## WHAT TO PRODUCE
Return every line below that contains the word "rough", copying each one in full.

Stored items:
====

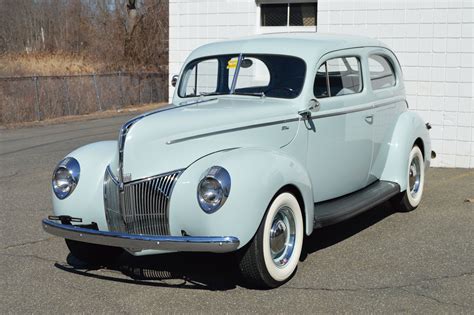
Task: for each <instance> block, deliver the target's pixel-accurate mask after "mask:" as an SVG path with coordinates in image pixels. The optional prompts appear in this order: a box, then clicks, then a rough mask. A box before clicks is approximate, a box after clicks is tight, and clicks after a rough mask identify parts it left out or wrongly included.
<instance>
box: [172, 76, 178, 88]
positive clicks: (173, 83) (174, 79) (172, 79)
mask: <svg viewBox="0 0 474 315" xmlns="http://www.w3.org/2000/svg"><path fill="white" fill-rule="evenodd" d="M176 83H178V75H177V74H175V75H174V76H173V77H171V85H172V86H173V87H176Z"/></svg>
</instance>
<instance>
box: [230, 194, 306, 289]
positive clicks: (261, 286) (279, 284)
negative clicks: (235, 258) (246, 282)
mask: <svg viewBox="0 0 474 315" xmlns="http://www.w3.org/2000/svg"><path fill="white" fill-rule="evenodd" d="M303 226H304V224H303V216H302V213H301V208H300V206H299V203H298V200H297V199H296V198H295V196H293V195H292V194H291V193H287V192H284V193H281V194H280V195H278V196H277V197H276V198H275V199H274V200H273V201H272V203H271V204H270V207H269V208H268V211H267V213H266V215H265V217H264V218H263V220H262V223H261V224H260V227H259V228H258V231H257V233H256V235H255V237H254V239H253V240H252V242H251V244H250V245H249V246H248V247H247V248H246V249H245V252H244V253H243V256H242V258H241V260H240V265H239V267H240V270H241V273H242V276H243V277H244V280H245V281H246V282H247V283H248V284H249V285H251V286H253V287H258V288H274V287H277V286H280V285H282V284H283V283H285V282H287V281H288V280H289V279H290V278H291V276H292V275H293V273H294V272H295V270H296V267H297V265H298V261H299V258H300V254H301V248H302V245H303V234H304V232H303V230H304V228H303Z"/></svg>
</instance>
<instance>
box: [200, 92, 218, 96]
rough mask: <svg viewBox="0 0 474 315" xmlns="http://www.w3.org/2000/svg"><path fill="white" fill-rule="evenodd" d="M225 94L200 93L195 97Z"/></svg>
mask: <svg viewBox="0 0 474 315" xmlns="http://www.w3.org/2000/svg"><path fill="white" fill-rule="evenodd" d="M224 94H225V93H221V92H201V93H199V94H198V95H196V96H209V95H224Z"/></svg>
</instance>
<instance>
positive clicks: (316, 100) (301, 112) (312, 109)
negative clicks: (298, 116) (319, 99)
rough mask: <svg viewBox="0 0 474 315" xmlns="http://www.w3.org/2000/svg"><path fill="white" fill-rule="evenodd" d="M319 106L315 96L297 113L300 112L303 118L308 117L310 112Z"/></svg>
mask: <svg viewBox="0 0 474 315" xmlns="http://www.w3.org/2000/svg"><path fill="white" fill-rule="evenodd" d="M319 106H321V104H320V103H319V101H318V100H317V99H315V98H312V99H310V100H309V102H308V107H307V108H305V109H302V110H300V111H299V112H298V114H300V115H301V116H302V117H303V118H310V117H311V113H312V112H317V111H318V110H319Z"/></svg>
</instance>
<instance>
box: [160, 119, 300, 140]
mask: <svg viewBox="0 0 474 315" xmlns="http://www.w3.org/2000/svg"><path fill="white" fill-rule="evenodd" d="M300 119H301V117H297V118H291V119H283V120H277V121H272V122H267V123H261V124H254V125H247V126H242V127H237V128H230V129H223V130H217V131H212V132H207V133H202V134H199V135H195V136H190V137H184V138H178V139H173V140H168V141H166V144H175V143H179V142H184V141H188V140H194V139H199V138H204V137H208V136H215V135H219V134H223V133H229V132H236V131H242V130H246V129H254V128H262V127H267V126H273V125H279V124H284V123H289V122H294V121H299V120H300Z"/></svg>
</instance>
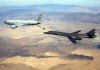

====

## YOUR RESPONSE
Task: for each <instance> block, deliver the target's pixel-accurate mask after "mask:" as an SVG path with coordinates in image pixels. The optional prompts appear in this order: a box, then clicks, then a rough mask. A box before clicks is approximate, a box after clicks is tight, and clicks after a rough mask identify parts it left out or wrongly included.
rough mask: <svg viewBox="0 0 474 315" xmlns="http://www.w3.org/2000/svg"><path fill="white" fill-rule="evenodd" d="M225 94L200 93L195 97Z"/></svg>
rough mask: <svg viewBox="0 0 474 315" xmlns="http://www.w3.org/2000/svg"><path fill="white" fill-rule="evenodd" d="M319 106L315 96L297 113L300 112L303 118L308 117L310 112Z"/></svg>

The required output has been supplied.